_TEXT FOR ANALYSIS_
####################

L0 — Model Intelligence: Thompson Sampling (bandit) selects reviewer models based on quality history. Tracks health, specificity scores, and maintains a performance leaderboard.

Pre-Analysis Layer: 5 analyzers enrich context before L1 reviewers run:

  • Semantic Diff Classification: Categorizes changes by type (refactor, feature, bugfix, etc.)
  • TypeScript Diagnostics: Runs tsc to surface type errors in changed files
  • Change Impact Analysis: Identifies downstream effects of modifications
  • External AI Rule Detection: Auto-detects .cursorrules, CLAUDE.md, copilot-instructions.md and injects them into reviewer context
  • Build Artifact Exclusion: Filters out dist/, lock files, *.min.js by default

L1 — Parallel Specialist Reviewers: Multiple LLMs review the diff independently using specialist personas (builtin:security, builtin:logic, builtin:api-contract, builtin:general). Severity-based thresholds determine which issues proceed to debate.

Hallucination Filter: Reduces false positives from LLM reviewers (target: <25%). Applied before L2 debate:

  1. File existence (hard remove): doc.filePath must be in the actual diff file list
  2. Line range (hard remove): doc.lineRange must overlap a diff hunk (±10 lines)
  3. Code quote verification: Backtick-quoted code fabrication check — >50% fabricated → confidence × 0.5
  4. Self-contradiction: Claims "added" but only removals exist (or vice versa) → confidence × 0.5

Note: Evidence deduplication is in L2 (deduplication.ts). Confidence-based triage (0–15% → NEEDS_HUMAN) is in L3 (verdict.ts).

L2 — Discussion: A supporter pool and devil's advocate debate contested issues over multiple rounds. Static analysis evidence is included in debate context. The moderator enforces consensus or makes a forced decision.

####################

Source data

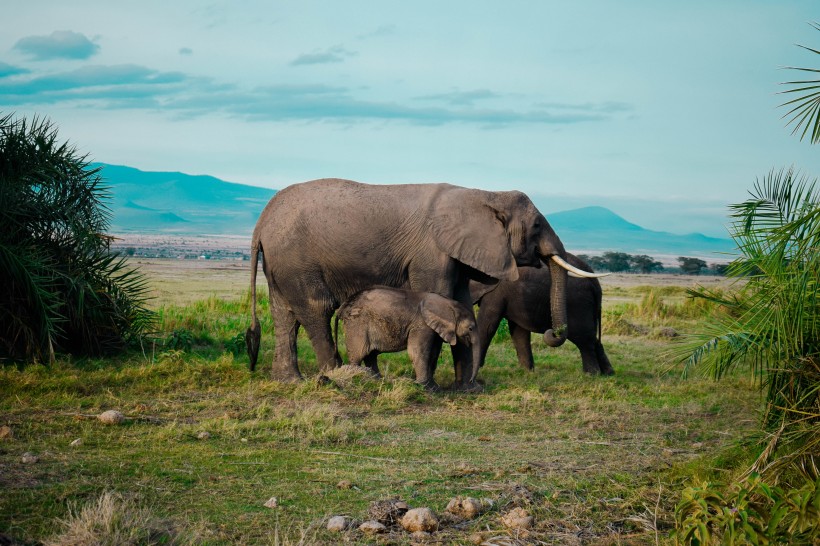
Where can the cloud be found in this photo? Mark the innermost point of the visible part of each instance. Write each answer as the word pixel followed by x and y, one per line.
pixel 9 70
pixel 335 54
pixel 61 44
pixel 134 86
pixel 113 85
pixel 462 98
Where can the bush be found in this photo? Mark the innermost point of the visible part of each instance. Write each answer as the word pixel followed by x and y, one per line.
pixel 752 512
pixel 62 288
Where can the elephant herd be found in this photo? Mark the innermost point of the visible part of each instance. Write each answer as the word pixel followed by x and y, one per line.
pixel 405 264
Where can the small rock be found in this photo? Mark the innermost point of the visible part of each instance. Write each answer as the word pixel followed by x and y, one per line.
pixel 29 458
pixel 372 527
pixel 467 507
pixel 419 519
pixel 337 524
pixel 111 417
pixel 517 518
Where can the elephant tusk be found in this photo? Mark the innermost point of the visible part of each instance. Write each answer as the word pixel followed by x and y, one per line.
pixel 574 271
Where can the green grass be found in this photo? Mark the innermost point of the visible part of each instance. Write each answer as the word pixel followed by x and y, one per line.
pixel 600 460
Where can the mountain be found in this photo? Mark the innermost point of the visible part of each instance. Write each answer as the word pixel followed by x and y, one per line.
pixel 174 203
pixel 599 229
pixel 180 204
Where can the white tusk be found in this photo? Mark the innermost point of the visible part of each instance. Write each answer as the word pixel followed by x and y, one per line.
pixel 574 271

####################

_WORK REQUEST A_
Translate into Spanish this sentence from the code review pipeline description: "Static analysis evidence is included in debate context."
_WORK REQUEST B_
Carry the code review pipeline description forward from its final sentence about the moderator, writing the next part in the same style.

_TASK ANSWER A_
La evidencia del análisis estático se incluye en el contexto del debate.

_TASK ANSWER B_
L3 — Head Verdict: Groups issues, scans unconfirmed findings, verifies CRITICAL+ suggestions via tsc transpile check, and delivers a final decision with a triage digest (must-fix / verify / ignore).

Project Structure

pnpm monorepo with 8 packages:

packages/
├── shared/         # @codeagora/shared — types, utils, zod schemas, config
├── core/           # @codeagora/core — L0/L1/L2/L3 pipeline, session management
├── github/         # @codeagora/github — PR review posting, SARIF, diff parsing
├── cli/            # @codeagora/cli — CLI commands, formatters, options
├── web/            # @codeagora/web — Hono.js REST API + React SPA dashboard
├── tui/            # @codeagora/tui — interactive terminal UI (ink + React)
├── mcp/            # @codeagora/mcp — MCP server (9 tools)
└── notifications/  # @codeagora/notifications — Discord/Slack webhooks

Core packages (shared, core, cli, github) ship with codeagora. Optional packages (web, tui, mcp, notifications) are installed separately.

Session Storage

Every review run is saved under .ca/sessions/:

.ca/
├── config.json
└── sessions/
    └── 2026-03-16/
        └── 001/
            ├── reviews/           # Raw L1 reviewer outputs
            ├── discussions/       # L2 debate transcripts
            ├── unconfirmed/       # Issues below threshold
            ├── suggestions.md     # Low-severity suggestions
            ├── report.md          # Moderator final report
            └── result.md          # Head agent final verdict

Tech Stack

Layer Technology
Runtime Node.js + TypeScript (strict)
CLI commander
TUI ink + React
LLM SDK Vercel AI SDK (multi-provider)
Web API Hono.js
MCP @modelcontextprotocol/sdk
Validation zod
Testing vitest
Build tsup

Research Background

CodeAgora's debate architecture is grounded in multi-agent reasoning research:

  • Debate or Vote (Du et al., 2023): Multi-agent debate improves factuality and reasoning quality over single-model responses.
  • Free-MAD (Chen et al., 2024): Anti-conformity prompts prevent groupthink and preserve minority positions backed by strong evidence.
  • Heterogeneous Ensembles: Different models have different error profiles — running them together improves coverage and reduces correlated false positives.